======== PASSAGE PROVIDED

# SC Dispensary Bottle (Palmetto)



## Stewie Griffin (Feb 3, 2014)

Hello all, I happen to have a family heirloom passed down and was wondering what it could be worth/dated to?  I tried to get good pictures of various parts of the bottle.  I can't seem to find this bottle ANYWHERE.. I believe it is a quart size.  Also what does the "Dixie" mark mean?  The Dixie cross located below the Palmetto tree?  I noticed the top could be rare/something called a straight lip?  Thanks! 
	

	
	
		
		

		
			

















This last image, it has the stripe down the other side in the same way also.


----------



## cowseatmaize (Feb 3, 2014)

Welcome, stunning flask. I can't say I know much about them but about ¾ down HERE is a similar one. Quite rare from the comment.Nice photography also.Eric


----------



## Stewie Griffin (Feb 3, 2014)

Thanks Eric! I noticed that I cannot for the life of me find the quart sized one with the same type of opening.  The closest is this image from the site you linked me to that I had seen earlier and it's a 1/2 pint.


----------



## cowseatmaize (Feb 3, 2014)

================
======== STORED ROWS

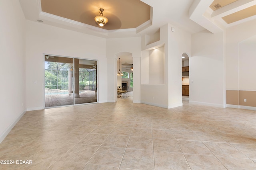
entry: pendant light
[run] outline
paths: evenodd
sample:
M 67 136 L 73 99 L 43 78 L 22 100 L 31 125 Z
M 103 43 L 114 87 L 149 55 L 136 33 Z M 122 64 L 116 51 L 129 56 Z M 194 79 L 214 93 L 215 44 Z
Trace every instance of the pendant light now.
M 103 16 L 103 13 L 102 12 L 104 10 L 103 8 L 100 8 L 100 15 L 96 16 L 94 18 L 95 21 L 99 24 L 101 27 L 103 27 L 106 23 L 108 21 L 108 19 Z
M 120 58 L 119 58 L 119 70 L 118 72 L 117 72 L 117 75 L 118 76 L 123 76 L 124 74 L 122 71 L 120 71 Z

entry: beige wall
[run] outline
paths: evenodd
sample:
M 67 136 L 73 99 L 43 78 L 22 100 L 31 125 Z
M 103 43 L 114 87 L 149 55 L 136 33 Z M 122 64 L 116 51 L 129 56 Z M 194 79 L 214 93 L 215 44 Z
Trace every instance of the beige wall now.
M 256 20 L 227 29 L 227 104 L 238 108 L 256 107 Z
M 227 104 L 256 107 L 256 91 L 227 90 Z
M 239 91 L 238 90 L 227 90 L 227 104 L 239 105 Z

================
======== STORED ROWS

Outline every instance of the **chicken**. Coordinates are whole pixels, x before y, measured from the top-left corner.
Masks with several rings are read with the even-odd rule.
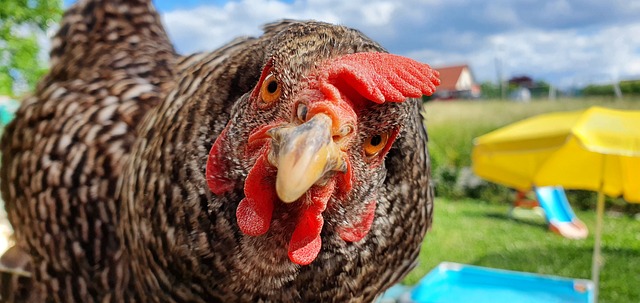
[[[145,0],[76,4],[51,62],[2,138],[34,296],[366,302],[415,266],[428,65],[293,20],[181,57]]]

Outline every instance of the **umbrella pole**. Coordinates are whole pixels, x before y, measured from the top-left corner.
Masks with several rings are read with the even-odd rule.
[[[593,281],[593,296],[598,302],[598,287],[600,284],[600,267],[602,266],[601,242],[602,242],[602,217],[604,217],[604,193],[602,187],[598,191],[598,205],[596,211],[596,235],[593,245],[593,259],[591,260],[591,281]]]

================

- _TASKS AND EXERCISES_
(1) In the forum thread, what size was the closest match the poster found on the linked site?
(2) Extract word for word the part of the forum thread from "Thanks Eric! I" up to and including "a 1/2 pint.".
(3) Based on the forum thread, answer yes or no to each statement, and quote the words from the thread that decide it.
(a) The poster says the bottle is a family heirloom.
(b) Eric says he knows a lot about these flasks.
(c) The last image shows a stripe on only one side of the bottle.
The records are separate material and are not part of the forum thread.

- _EXERCISE RESULTS_
(1) A 1/2 pint.

(2)
Thanks Eric! I noticed that I cannot for the life of me find the quart sized one with the same type of opening.  The closest is this image from the site you linked me to that I had seen earlier and it's a 1/2 pint.

(3)
(a) Yes: "I happen to have a family heirloom passed down"
(b) No: "I can't say I know much about them"
(c) No: "it has the stripe down the other side in the same way also."